[Stored records]
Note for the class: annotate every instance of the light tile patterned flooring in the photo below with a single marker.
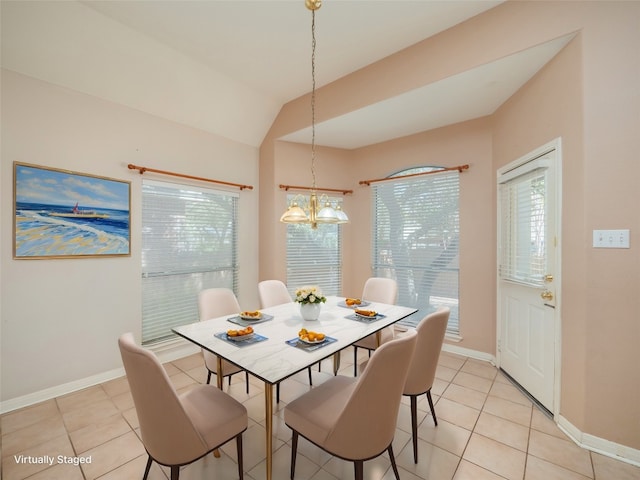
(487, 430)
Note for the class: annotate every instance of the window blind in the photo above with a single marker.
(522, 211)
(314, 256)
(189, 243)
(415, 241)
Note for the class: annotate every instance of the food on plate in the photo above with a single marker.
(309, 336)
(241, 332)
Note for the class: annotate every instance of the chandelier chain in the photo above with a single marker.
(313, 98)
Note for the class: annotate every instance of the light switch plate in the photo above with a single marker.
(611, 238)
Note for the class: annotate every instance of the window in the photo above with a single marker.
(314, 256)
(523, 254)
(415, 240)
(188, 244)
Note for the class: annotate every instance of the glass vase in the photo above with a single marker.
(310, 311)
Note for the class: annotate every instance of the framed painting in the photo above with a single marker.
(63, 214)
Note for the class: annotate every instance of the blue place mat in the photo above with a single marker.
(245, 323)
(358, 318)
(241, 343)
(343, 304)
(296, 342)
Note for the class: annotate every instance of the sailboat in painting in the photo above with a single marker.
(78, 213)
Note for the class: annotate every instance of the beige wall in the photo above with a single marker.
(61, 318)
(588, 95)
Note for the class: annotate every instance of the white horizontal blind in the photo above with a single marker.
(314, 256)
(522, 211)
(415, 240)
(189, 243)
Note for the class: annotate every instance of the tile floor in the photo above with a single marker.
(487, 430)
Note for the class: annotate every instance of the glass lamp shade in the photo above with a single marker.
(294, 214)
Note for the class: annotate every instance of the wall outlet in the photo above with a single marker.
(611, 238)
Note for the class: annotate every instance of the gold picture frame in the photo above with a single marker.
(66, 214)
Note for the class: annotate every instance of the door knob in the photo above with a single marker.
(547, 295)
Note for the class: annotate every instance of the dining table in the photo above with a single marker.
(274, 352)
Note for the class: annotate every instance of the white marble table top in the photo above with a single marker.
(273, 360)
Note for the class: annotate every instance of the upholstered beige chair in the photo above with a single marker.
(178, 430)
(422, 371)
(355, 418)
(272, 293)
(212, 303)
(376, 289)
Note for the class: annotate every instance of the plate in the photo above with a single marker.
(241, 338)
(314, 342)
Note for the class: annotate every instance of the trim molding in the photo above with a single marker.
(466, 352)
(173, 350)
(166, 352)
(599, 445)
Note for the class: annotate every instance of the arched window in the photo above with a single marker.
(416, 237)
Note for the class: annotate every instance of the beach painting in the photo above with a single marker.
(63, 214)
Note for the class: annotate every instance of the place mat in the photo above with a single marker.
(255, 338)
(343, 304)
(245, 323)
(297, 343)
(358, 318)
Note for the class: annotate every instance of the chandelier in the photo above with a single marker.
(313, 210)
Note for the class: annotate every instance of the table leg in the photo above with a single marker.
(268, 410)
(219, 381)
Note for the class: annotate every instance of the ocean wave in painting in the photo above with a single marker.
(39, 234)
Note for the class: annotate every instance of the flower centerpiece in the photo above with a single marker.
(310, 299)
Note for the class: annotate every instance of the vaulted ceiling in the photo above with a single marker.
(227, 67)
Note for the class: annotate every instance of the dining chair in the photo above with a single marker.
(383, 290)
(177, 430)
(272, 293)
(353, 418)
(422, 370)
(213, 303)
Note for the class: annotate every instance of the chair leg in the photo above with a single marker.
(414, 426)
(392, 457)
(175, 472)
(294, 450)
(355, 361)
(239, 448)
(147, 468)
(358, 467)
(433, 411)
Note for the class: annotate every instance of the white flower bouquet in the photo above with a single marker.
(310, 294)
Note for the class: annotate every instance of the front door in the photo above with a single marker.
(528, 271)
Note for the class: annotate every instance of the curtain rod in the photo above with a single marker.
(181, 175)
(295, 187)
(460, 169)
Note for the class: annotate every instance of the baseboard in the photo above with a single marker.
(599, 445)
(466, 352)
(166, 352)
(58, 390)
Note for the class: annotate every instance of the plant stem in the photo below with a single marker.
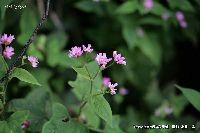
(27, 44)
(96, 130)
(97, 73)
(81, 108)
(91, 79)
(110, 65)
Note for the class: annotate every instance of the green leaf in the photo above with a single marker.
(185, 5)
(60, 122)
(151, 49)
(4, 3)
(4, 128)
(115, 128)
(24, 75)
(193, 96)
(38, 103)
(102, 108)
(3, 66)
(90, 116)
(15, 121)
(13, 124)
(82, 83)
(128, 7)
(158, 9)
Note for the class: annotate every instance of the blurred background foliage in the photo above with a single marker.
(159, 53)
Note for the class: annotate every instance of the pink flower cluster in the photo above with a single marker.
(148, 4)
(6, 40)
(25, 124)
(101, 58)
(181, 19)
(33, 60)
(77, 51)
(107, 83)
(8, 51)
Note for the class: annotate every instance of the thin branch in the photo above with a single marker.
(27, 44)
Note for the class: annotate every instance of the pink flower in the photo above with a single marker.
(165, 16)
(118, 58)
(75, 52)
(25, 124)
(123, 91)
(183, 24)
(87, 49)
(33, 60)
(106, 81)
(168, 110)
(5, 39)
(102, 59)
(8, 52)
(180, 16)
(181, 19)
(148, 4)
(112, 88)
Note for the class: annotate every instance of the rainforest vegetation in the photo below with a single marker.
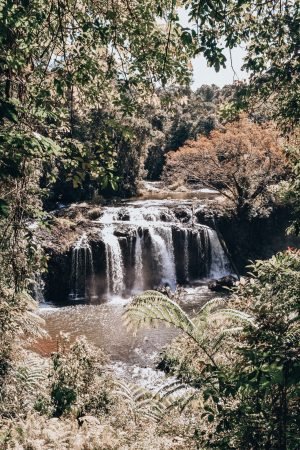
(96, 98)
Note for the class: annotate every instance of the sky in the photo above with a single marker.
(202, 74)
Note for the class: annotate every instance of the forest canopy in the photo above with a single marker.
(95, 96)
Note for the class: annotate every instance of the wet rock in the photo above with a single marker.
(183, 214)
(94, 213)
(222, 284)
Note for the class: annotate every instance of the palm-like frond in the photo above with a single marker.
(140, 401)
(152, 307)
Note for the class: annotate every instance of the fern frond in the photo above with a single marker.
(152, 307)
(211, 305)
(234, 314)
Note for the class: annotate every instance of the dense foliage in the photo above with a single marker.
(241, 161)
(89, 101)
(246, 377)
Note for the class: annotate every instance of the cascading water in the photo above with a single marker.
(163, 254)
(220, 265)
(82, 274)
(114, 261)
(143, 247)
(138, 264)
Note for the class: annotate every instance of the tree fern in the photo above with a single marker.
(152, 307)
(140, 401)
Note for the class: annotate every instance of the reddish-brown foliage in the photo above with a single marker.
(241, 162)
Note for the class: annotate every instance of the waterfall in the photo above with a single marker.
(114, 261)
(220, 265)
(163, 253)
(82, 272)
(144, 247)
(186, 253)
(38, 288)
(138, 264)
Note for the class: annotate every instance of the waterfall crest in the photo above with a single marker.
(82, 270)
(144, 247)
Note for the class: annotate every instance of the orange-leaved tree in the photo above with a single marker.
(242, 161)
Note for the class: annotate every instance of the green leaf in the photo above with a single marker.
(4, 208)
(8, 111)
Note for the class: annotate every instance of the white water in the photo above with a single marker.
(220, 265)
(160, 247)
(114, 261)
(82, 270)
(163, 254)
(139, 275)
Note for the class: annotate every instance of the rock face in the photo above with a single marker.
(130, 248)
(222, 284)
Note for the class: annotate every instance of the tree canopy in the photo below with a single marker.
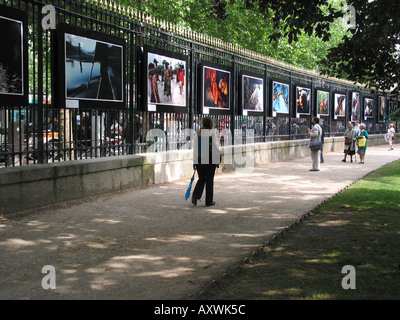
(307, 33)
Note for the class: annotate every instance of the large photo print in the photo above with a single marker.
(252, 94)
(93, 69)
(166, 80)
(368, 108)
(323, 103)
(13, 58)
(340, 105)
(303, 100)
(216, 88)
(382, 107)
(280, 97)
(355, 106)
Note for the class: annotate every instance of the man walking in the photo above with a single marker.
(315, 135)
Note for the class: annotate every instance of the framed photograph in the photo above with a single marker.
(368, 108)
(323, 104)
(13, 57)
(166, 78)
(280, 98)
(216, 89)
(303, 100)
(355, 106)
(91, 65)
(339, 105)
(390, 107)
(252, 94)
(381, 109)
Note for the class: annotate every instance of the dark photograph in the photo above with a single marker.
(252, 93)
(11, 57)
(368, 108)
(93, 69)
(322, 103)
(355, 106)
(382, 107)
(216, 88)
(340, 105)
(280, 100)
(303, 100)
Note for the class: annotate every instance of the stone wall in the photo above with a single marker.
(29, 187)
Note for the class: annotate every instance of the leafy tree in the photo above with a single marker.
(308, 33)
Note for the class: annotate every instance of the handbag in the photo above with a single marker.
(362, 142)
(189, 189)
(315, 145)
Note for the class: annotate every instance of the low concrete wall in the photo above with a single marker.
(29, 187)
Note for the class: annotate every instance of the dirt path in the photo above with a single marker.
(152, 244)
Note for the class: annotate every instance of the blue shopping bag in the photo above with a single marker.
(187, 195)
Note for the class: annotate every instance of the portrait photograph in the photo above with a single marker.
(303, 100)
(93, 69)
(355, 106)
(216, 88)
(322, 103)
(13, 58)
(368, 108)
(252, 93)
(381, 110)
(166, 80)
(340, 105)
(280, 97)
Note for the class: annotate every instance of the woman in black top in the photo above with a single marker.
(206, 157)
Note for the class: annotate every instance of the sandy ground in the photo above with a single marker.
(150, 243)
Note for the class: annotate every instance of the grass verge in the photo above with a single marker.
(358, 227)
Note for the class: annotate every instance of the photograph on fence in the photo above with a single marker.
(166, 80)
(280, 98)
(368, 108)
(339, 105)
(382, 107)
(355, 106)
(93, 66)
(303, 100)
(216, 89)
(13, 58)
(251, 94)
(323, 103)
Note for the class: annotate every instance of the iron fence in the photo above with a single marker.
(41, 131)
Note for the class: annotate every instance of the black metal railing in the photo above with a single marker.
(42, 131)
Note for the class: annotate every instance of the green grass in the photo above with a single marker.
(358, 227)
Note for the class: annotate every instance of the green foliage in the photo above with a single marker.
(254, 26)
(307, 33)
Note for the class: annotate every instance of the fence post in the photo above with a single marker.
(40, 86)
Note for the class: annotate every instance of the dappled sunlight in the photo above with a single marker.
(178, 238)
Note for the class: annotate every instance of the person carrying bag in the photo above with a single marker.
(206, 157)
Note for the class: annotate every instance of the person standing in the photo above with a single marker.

» AIM OF THE TASK:
From the line containing "Note for the class: annotate every instance of the green foliage" down to the final line of the data, write out every line exactly; both the first and last of these belong in your answer, and nothing else does.

» WRITTEN RESPONSE:
Note for the class: annotate every instance of the green foliage in the photo above with a single marker.
(254, 26)
(307, 33)
Note for the class: annotate every instance of the fence post in the photo above with a single marker.
(40, 86)
Note for the class: annotate every instance of the dappled sunlight in the photo above with a single marker.
(178, 238)
Note for the class: annotate every instance of the person carrying bag in the photo above with a single marker.
(206, 157)
Note for the class: annotate every instance of the person standing in the photo above with a single marker.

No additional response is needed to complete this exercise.